Tasks for this exercise:
a) From the double-pawl ratchet wheel article, quote word for word the part that begins with the words containing "Equation Used" and ends with "as an integer.".
b) Continue the double-pawl ratchet wheel article from the point where it stops.

Source document:
Double-pawl Ratchet Wheel Mechanism: How It Works, Diagram, Parts, and Index Angle Calculator

← Back to Engineering Library

A double-pawl ratchet wheel is a toothed wheel paired with two pawls — typically a drive pawl and a holding pawl — offset so each engages the tooth flanks at a different phase. Leonardo da Vinci sketched the dual-pawl arrangement in the Codex Atlanticus around 1490, long before it appeared on industrial winches. The two pawls together prevent reverse rotation and halve the effective index angle, so the wheel locks tighter and steps finer than a single-pawl design. You see it on capstans, hoists, jack stands and indexing tables where backlash matters.

Double-pawl Ratchet Wheel Interactive Calculator

Vary tooth count and pawl phase offset to see the double-pawl index angle, tooth pitch, and offset error.

Index Angle
--
Tooth Pitch
--
Pawl Offset
--
Offset Error
--

Equation Used

theta = 360 deg / (2 x N); pitch = 360 deg / N; offset = f x pitch

The worked example uses the double-pawl index formula theta = 360 / (2 x N). A 12 tooth wheel has a 30 deg tooth pitch, so two pawls offset by 0.5 pitch give a 15 deg effective index step.

  • Two pawls are intended to be separated by one half tooth pitch.
  • Tooth count is treated as an integer.
  • Index angle is the ideal double-pawl step when f = 0.5.
Double Pawl Ratchet Wheel Mechanism Animated diagram showing a 12-tooth ratchet wheel with drive and holding pawls offset by half a tooth pitch. Double Pawl Ratchet Wheel 15° Forward Blocked Drive Pawl Holding Pawl Ratchet Wheel ½ Pitch Offset Spring bias Tooth Profile 35° Lock Ramp Index Angle θ = 360° / (2 × N) N = tooth count 12 teeth → θ = 15° per pawl KEY PRINCIPLE When drive pawl lifts over ramp, holding pawl is already seated
Double Pawl Ratchet Wheel Mechanism.

Operating Principle of the Double-pawl Ratchet Wheel

The wheel carries asymmetric teeth — a steep locking face and a shallow ramp face. The drive pawl pushes against the steep face to rotate the wheel forward, and a spring or gravity drops it back over the ramp on the return stroke. A second pawl, the holding pawl, sits at a different angular position around the wheel and engages a tooth flank that is offset from the drive pawl by half the tooth pitch. That offset is the whole point: while the drive pawl is mid-stroke between teeth, the holding pawl is already seated, so the wheel can never freewheel backward even by one full tooth.

Geometry has to be tight. The pawl tip radius must sit inside the tooth root radius with about 0.1 to 0.2 mm clearance — too tight and the pawl jams on debris, too loose and the pawl skips under load. Spring preload on each pawl typically runs 0.5 to 2 N for hand tools, 10 to 50 N for industrial winches. The pawl pivot must sit on the line of action of the tooth force, otherwise the reaction torque tries to lift the pawl off the wheel, which is the classic failure mode on cheap ratchet straps where you hear that sickening click-click as a tooth strips.

If the half-pitch offset is wrong — say you build it with both pawls on the same tooth — you lose the indexing benefit and you're back to single-pawl resolution. If the tooth flank angle exceeds the pawl-pivot self-locking angle (roughly arctan of the friction coefficient, around 11° for steel-on-steel dry), the pawl kicks out under load and the wheel reverses. Get either of those wrong and the mechanism fails noisily.

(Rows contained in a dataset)
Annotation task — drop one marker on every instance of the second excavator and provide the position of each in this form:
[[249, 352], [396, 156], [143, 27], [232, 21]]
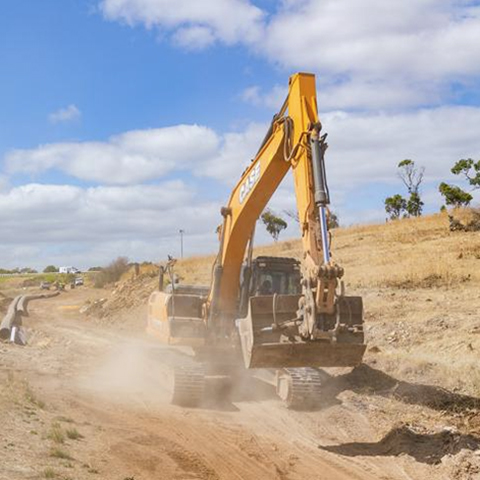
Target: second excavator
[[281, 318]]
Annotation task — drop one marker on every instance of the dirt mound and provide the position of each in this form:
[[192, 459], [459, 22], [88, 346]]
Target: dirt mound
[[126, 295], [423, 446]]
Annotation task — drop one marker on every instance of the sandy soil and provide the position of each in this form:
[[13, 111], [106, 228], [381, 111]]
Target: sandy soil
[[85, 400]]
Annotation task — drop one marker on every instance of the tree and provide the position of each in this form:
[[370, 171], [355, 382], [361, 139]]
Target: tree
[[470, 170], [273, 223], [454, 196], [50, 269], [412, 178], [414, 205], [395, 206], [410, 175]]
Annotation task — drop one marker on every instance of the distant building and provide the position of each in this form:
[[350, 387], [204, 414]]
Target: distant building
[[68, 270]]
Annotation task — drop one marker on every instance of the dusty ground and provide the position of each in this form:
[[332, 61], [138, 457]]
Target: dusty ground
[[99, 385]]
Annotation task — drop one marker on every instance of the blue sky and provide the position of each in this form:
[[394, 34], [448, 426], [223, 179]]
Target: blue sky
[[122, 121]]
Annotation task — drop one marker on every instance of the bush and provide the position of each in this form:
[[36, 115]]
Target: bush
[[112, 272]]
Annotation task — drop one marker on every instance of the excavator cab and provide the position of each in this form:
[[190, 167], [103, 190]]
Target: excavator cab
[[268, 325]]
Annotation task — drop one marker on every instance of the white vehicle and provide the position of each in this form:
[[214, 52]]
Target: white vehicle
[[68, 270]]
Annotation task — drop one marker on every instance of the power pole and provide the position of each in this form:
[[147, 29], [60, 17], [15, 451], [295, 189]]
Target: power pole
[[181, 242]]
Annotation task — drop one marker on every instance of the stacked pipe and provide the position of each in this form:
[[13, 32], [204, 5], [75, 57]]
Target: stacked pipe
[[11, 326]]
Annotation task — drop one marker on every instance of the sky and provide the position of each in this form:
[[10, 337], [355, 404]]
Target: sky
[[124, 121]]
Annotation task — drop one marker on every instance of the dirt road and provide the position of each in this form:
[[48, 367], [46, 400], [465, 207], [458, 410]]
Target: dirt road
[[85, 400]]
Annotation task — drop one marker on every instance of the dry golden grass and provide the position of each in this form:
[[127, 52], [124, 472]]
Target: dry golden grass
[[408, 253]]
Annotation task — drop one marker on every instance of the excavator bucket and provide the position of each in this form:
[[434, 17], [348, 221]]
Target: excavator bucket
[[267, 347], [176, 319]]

* * *

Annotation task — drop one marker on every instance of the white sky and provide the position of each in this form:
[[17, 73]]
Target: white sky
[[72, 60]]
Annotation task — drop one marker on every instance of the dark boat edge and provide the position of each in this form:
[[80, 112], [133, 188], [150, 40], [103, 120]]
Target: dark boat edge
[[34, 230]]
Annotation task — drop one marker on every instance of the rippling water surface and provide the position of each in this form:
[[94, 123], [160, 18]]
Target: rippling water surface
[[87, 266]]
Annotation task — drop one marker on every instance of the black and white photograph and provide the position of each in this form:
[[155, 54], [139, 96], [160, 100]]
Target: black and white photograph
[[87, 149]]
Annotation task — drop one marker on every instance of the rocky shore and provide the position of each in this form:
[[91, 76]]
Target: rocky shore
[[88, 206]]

Answers for the exercise:
a)
Equation Used

theta = 360 deg / (2 x N); pitch = 360 deg / N; offset = f x pitch

The worked example uses the double-pawl index formula theta = 360 / (2 x N). A 12 tooth wheel has a 30 deg tooth pitch, so two pawls offset by 0.5 pitch give a 15 deg effective index step.

  • Two pawls are intended to be separated by one half tooth pitch.
  • Tooth count is treated as an integer.

b)
Key Components

  • Ratchet Wheel: The toothed wheel itself, usually hardened steel at 45-55 HRC. Tooth count typically 12 to 60. Tooth profile is asymmetric: a near-radial locking face (5 to 10° undercut) and a 30 to 45° ramp face.
  • Drive Pawl: The pawl that pushes the wheel forward when the lever strokes. Tip hardness should match the wheel within 2 HRC points to avoid one wearing the other preferentially. Pivot clearance held to 0.05 to 0.10 mm on industrial builds.
  • Holding Pawl: Set at half a tooth pitch offset from the drive pawl. Holds the wheel against reverse torque when the drive pawl lifts during the return stroke. Spring force usually 1.5 to 2× the drive pawl spring to guarantee priority engagement.
  • Pawl Springs: Light torsion or compression springs that bias each pawl into its tooth. Preload 0.5-2 N for hand tools, 10-50 N for winches. Spring selection matters — too stiff causes ratchet noise and accelerated wear, too weak lets the pawl bounce.
  • Pawl Pivot Pins: Hardened dowel pins, 4 to 10 mm diameter for typical industrial sizes. Must sit on the tooth-force line of action. Pin-to-bore clearance 0.02 to 0.05 mm — sloppy pivots are the number one cause of unexplained slip.

Who Uses the Double-pawl Ratchet Wheel

Anywhere you need one-way motion with no backward creep and finer steps than a single pawl gives you, a double-pawl arrangement earns its place. The cost of adding the second pawl is trivial — one more pivot pin, one more spring — but you halve the effective index angle and double the holding security. That's why you see it on safety-critical hoists and on precision indexing tables where a single click of slip would scrap a part.

  • Material Handling: Harrington LB lever hoist (come-along) — uses a double-pawl head so the load cannot creep down between handle strokes.
  • Cargo Securement: Ancra heavy-duty ratchet straps for flatbed trucking, where the second pawl is the regulatory difference between a 5,000 lb working load rating and a lower-grade strap.
  • Marine: Harken self-tailing sailboat winches use a double-pawl drum drive so the line cannot slip back under gust load while the crew re-grips the handle.
  • Machine Tools: Hardinge HV-4 indexing head fitted with a dual-pawl detent on the division plate for 1° fine division work.
  • Construction: Genie GS scissor lift safety pawl assemblies on the lift cylinder retain rod, double-pawl for redundant fall protection per OSHA 1926.453.
  • Heritage Mechanical: Tower clock going-train click work on movements like the Smith of Derby turret clocks — twin clicks on the winding barrel prevent runback during weight rewinding.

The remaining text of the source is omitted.